• WHAT NEEDS TO BE DONE:
Reproduce the entries verbatim, starting with the line that contains "request: draw the outline of every instance of the sunlit" and continuing through the last line of the entries, both ends included.
· · ·
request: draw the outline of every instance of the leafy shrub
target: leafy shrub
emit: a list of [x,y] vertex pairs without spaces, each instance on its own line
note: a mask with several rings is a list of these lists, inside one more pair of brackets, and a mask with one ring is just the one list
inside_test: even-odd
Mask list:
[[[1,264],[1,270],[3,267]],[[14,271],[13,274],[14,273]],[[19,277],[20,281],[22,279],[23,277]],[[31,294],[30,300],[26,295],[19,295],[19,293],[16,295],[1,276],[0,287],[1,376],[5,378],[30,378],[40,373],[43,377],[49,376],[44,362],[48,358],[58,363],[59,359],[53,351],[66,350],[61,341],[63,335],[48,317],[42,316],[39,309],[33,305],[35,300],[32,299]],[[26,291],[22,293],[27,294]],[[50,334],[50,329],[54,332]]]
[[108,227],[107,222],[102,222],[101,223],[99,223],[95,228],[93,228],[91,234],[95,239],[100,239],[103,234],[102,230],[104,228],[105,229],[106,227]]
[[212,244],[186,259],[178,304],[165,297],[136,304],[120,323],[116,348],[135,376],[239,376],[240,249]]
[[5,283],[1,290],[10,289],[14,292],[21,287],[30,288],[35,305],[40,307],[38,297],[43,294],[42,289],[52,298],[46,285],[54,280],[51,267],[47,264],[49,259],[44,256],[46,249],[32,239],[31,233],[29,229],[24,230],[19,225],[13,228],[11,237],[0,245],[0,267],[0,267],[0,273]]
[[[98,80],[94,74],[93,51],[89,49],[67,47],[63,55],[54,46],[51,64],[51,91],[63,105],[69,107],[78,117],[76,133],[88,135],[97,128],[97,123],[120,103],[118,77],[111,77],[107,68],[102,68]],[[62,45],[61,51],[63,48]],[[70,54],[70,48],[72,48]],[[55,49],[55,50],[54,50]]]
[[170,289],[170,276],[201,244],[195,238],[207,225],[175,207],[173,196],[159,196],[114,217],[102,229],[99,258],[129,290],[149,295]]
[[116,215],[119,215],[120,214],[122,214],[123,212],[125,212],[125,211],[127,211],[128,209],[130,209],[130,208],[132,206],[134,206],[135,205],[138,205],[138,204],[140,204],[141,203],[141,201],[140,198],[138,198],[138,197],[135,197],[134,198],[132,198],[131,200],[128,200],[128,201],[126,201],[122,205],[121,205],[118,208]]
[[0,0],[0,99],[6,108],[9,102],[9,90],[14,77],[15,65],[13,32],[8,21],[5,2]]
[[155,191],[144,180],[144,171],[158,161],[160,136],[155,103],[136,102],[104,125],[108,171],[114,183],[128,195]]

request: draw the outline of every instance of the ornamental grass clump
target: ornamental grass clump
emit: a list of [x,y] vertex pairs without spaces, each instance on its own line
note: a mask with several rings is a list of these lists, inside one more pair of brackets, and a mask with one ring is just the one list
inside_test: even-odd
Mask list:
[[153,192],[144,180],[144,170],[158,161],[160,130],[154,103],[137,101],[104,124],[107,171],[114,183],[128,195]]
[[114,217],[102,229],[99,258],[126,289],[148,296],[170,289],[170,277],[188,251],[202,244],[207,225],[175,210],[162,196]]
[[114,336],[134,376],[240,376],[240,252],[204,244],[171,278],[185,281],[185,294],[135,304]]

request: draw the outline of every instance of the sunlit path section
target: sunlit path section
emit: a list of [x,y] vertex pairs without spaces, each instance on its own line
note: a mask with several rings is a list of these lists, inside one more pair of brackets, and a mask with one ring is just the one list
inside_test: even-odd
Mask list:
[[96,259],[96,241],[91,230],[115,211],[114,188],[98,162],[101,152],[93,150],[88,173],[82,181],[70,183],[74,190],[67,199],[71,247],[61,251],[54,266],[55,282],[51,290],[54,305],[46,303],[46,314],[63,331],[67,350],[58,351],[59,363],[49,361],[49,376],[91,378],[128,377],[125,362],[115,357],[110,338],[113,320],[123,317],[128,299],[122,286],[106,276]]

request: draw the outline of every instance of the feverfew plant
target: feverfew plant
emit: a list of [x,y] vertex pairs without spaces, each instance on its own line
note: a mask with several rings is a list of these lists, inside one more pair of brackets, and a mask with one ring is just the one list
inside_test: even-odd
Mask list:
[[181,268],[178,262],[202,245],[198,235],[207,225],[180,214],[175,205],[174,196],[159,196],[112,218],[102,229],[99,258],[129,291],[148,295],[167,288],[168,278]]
· · ·
• WRITTEN ANSWER:
request: draw the outline of every instance of the sunlit path section
target: sunlit path section
emit: a list of [x,y] vertex pairs without spaces, each instance on its own line
note: a mask with several rings is a list of these lists, inside one more pair of brackets, and a mask with one ring is just the one list
inside_test: even-odd
Mask list:
[[96,259],[96,241],[91,230],[115,211],[114,188],[98,162],[101,152],[93,150],[88,173],[82,181],[70,183],[74,190],[67,199],[71,247],[61,251],[54,266],[55,282],[51,290],[54,305],[46,303],[46,314],[63,331],[67,350],[58,351],[59,363],[49,361],[49,376],[91,378],[128,377],[125,362],[115,357],[110,338],[113,320],[123,317],[128,299],[122,286],[106,276]]

request: draw the outline of every instance of the feverfew plant
target: feverfew plant
emit: a list of [x,y] vertex pairs without spaces, each instance on its own line
note: a mask with several rings is a list of these lists, inside one more pair of brackets, and a mask with one ring is just the one list
inside_test: even-odd
Mask list:
[[181,268],[178,262],[202,245],[198,235],[207,225],[180,214],[175,205],[174,196],[159,196],[112,218],[102,229],[99,258],[129,291],[148,295],[167,288],[168,278]]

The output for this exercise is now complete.